» List of tasks:
#1 In the passage about Qubbat al-Khazna, return the text from "Qubbat al-Khazna (قبة" up to and including "eight Roman columns.".
#2 In the passage about Qubbat al-Khazna, what year does Ross Burns give for the structure's construction?

» Passage to read:

□ □ □ □ □

Qubbat al-Khazna (قبة الخزنة), also known as the Bayt al-Mal or Beit al-Mal, is an old structure within the courtyard of the Umayyad Mosque in Damascus, Syria. It is an octagonal structure decorated with mosaics, standing on eight Roman columns.

== Origins ==
The dome is most commonly thought to have been built under orders from the Abbasid governor of Damascus, Fadl ibn Salih in the late 8th century. This is based on the writings of later medieval Arabic writers, including Ibn Asakir, Al-Dhahabi, Ibn Kathir, and Ibn Taghrbirdi, though at least one historical Arabic writer, al-Badri (or Abu al-Tuqa), claimed that it was created in the reign of the earlier Umayyad caliph al-Walid (r. 705–715), who built the mosque. Depending on the source, the exact date of this construction varies and may have occurred under the Abbasid caliphs al-Mansur (r. 754–775), al-Mahdi (r. 775–785), or Harun al-Rashid (r. 786–809). Modern writer Ross Burns cites the year of construction as 789. Alain George argues that the structure may part of an earlier Christian-era structure that was subsequently appropriated and modified during the early Islamic period.

□ □ □ □ □

» Information given:
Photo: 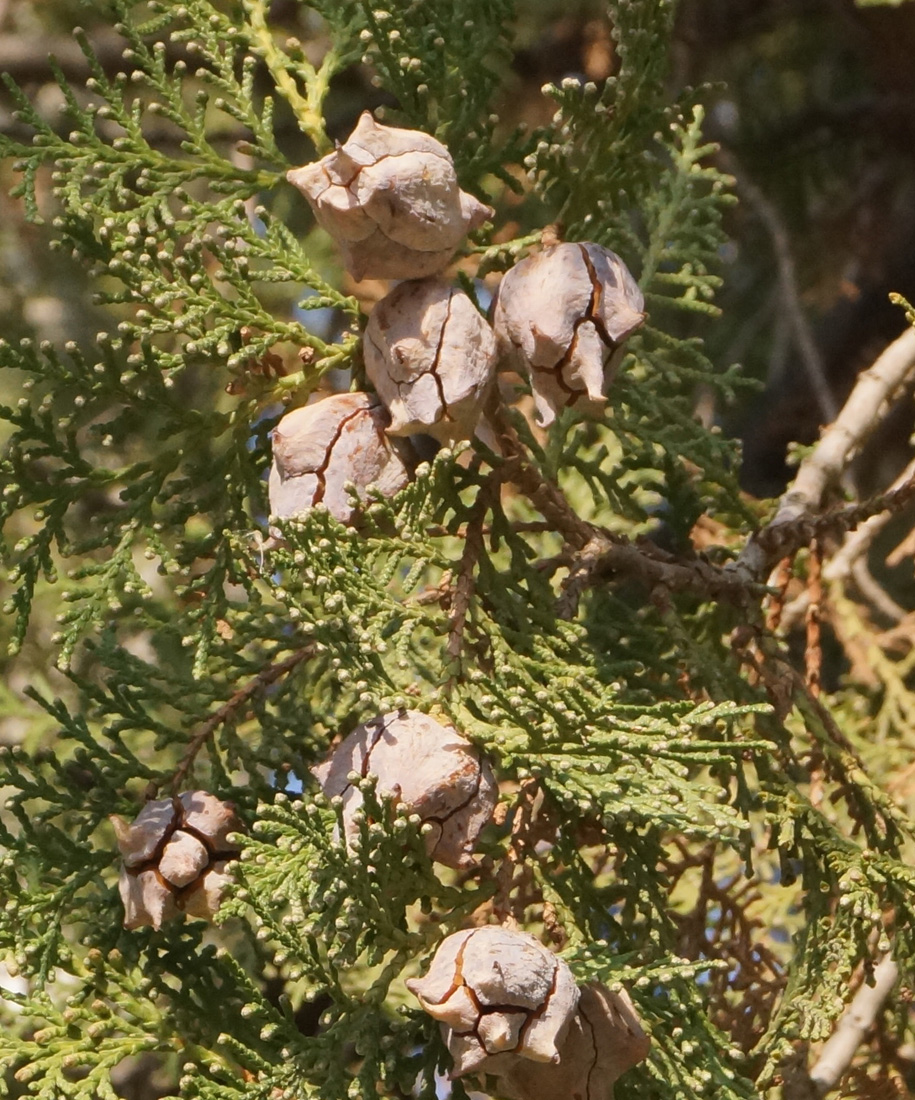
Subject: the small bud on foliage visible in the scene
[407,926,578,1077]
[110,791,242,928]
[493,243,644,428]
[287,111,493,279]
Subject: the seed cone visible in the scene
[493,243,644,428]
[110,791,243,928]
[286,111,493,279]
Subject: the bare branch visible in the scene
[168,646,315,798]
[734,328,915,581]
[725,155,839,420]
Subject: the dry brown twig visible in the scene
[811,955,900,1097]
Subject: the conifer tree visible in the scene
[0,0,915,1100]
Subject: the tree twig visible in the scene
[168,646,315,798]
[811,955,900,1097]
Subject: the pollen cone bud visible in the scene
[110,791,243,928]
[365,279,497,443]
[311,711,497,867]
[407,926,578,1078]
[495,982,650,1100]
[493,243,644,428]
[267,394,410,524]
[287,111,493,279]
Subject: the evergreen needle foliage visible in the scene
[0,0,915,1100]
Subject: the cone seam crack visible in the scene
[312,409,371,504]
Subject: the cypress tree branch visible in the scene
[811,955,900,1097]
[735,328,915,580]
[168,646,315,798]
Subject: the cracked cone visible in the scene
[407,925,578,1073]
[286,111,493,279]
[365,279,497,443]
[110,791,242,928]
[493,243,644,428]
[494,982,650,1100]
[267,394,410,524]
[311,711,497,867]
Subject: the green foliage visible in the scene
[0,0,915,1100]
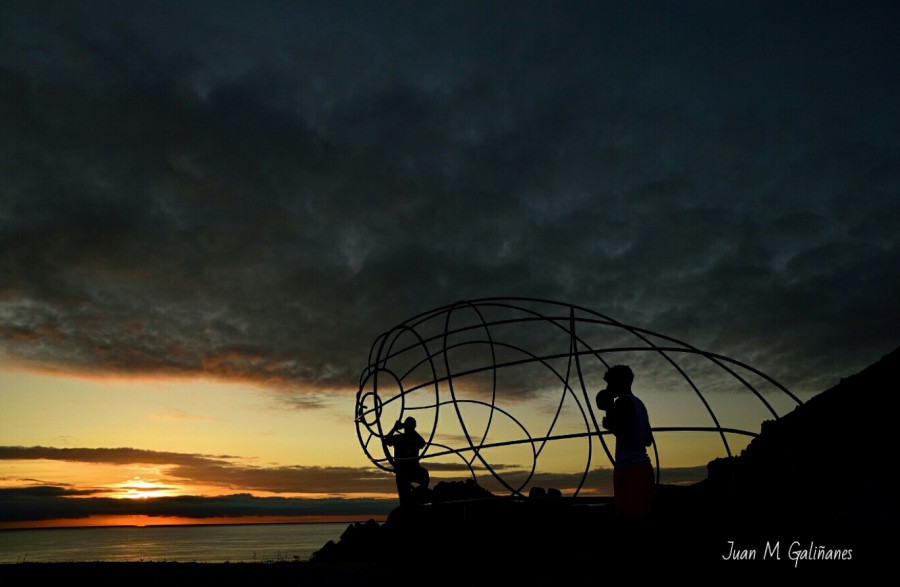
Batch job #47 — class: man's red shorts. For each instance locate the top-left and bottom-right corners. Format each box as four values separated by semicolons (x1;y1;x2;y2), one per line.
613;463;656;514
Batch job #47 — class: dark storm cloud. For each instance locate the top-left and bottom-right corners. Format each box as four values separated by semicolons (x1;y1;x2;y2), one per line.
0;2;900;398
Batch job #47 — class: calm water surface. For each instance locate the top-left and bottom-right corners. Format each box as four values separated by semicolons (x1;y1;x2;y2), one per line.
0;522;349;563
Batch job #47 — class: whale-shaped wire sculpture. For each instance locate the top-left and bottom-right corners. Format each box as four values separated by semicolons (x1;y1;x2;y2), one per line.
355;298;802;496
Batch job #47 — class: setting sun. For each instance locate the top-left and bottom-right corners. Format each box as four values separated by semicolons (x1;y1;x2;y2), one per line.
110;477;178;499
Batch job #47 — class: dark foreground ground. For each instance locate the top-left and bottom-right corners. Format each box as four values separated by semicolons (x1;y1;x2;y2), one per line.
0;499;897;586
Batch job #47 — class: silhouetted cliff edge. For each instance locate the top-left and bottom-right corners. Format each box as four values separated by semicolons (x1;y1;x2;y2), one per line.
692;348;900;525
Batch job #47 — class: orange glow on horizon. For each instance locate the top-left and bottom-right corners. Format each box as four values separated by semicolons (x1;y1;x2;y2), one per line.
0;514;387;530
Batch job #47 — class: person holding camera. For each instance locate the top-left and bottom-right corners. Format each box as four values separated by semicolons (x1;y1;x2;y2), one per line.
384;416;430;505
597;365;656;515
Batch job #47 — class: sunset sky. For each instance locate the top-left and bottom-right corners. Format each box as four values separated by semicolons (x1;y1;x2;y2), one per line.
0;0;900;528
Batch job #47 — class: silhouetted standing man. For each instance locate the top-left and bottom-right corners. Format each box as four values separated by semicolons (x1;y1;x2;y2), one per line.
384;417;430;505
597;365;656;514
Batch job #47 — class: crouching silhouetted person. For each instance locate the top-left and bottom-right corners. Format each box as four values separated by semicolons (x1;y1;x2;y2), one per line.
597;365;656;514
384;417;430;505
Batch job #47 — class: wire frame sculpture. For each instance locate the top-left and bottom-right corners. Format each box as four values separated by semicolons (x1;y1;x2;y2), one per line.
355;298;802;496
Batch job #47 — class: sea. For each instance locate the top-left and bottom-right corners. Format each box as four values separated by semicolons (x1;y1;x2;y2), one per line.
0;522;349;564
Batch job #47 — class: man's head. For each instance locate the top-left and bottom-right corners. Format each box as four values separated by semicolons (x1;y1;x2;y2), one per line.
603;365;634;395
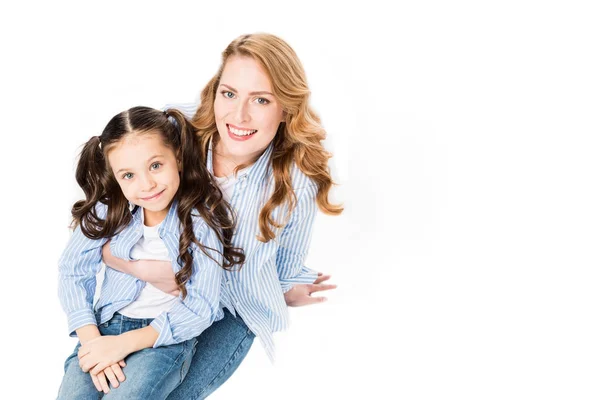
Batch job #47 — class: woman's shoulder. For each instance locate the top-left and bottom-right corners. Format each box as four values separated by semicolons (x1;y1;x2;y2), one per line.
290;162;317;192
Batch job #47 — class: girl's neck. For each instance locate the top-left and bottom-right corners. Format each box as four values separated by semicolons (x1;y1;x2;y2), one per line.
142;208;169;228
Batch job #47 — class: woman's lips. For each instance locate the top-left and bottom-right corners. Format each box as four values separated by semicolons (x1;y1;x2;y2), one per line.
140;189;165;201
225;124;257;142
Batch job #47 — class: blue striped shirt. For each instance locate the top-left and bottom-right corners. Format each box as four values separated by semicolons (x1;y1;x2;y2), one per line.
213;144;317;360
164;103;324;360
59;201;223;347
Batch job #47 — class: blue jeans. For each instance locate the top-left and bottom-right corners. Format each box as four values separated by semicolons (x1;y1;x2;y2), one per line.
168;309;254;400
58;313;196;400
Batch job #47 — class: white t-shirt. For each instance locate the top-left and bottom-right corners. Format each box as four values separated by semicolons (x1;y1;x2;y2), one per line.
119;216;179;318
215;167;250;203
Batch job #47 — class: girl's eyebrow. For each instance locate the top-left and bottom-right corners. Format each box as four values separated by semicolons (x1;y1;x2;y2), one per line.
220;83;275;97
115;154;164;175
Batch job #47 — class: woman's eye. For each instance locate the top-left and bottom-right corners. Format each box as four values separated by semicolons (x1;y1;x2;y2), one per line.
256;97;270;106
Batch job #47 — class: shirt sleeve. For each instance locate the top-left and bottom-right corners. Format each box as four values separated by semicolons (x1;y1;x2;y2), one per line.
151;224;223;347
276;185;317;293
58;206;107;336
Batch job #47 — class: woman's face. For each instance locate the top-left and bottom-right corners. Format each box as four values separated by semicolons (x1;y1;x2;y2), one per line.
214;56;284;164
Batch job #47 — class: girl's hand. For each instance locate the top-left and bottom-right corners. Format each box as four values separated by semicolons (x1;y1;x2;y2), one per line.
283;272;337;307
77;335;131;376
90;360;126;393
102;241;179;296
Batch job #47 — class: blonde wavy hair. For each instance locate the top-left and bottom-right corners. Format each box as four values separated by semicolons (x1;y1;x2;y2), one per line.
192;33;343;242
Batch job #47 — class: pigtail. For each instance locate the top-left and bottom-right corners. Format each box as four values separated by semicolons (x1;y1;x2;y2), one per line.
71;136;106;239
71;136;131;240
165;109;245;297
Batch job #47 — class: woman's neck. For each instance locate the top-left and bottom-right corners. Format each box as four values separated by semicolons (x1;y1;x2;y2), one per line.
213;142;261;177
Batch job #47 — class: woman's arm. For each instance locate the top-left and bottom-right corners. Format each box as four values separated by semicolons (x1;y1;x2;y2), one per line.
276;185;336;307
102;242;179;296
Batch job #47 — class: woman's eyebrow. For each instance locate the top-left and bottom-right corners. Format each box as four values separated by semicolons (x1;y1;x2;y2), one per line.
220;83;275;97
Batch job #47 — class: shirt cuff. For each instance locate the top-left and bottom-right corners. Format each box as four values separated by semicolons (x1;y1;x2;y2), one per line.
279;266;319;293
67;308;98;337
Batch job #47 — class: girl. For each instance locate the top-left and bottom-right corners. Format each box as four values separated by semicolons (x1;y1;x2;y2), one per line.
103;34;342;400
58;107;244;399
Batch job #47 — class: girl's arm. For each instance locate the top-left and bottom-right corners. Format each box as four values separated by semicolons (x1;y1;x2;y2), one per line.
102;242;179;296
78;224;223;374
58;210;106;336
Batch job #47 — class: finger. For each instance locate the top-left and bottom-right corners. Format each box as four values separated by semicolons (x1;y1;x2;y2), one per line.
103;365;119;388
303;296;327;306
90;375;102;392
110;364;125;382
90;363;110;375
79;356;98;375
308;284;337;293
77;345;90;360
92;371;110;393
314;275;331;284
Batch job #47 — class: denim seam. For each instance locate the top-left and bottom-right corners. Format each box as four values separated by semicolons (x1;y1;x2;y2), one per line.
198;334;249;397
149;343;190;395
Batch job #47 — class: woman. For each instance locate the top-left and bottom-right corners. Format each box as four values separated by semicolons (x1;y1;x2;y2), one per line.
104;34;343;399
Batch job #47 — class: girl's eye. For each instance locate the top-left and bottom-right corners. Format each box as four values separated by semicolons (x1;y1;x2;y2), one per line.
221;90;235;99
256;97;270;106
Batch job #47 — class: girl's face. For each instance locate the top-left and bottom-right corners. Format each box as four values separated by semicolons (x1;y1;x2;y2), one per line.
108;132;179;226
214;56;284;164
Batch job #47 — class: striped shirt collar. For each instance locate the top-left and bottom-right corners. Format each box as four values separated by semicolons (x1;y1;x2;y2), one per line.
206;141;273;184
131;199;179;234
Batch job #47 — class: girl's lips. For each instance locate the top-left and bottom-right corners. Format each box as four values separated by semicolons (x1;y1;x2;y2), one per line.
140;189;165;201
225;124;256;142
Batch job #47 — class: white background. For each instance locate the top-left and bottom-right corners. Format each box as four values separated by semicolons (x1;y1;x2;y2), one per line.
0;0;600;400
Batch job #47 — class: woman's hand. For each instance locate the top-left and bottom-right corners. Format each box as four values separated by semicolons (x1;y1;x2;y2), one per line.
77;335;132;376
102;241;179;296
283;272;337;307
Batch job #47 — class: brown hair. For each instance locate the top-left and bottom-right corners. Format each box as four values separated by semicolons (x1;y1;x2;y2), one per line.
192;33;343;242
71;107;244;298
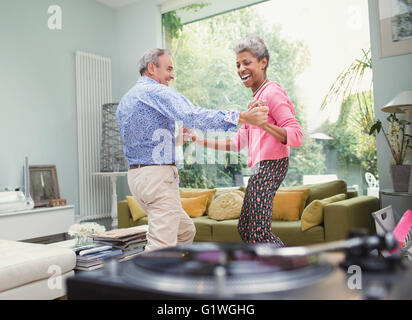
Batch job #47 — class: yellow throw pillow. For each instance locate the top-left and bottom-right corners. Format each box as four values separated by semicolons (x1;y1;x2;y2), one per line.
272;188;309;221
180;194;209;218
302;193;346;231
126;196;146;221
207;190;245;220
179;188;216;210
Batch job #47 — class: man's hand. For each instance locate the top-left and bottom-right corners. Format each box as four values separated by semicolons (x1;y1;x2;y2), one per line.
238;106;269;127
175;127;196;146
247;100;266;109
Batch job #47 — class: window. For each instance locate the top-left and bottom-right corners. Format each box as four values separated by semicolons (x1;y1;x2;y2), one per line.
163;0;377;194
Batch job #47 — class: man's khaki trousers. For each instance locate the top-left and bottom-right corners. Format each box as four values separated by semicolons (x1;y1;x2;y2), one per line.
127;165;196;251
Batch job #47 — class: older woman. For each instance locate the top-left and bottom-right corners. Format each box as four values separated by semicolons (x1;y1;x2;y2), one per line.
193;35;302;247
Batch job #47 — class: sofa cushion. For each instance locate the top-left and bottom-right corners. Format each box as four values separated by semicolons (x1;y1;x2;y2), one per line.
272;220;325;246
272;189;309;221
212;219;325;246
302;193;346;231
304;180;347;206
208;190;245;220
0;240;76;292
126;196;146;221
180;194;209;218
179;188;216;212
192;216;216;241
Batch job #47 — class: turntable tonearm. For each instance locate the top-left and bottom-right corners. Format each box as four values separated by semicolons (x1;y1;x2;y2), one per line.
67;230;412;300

□ □ □ □ □

» Responses:
#1
Qubbat al-Khazna (قبة الخزنة), also known as the Bayt al-Mal or Beit al-Mal, is an old structure within the courtyard of the Umayyad Mosque in Damascus, Syria. It is an octagonal structure decorated with mosaics, standing on eight Roman columns.

#2 789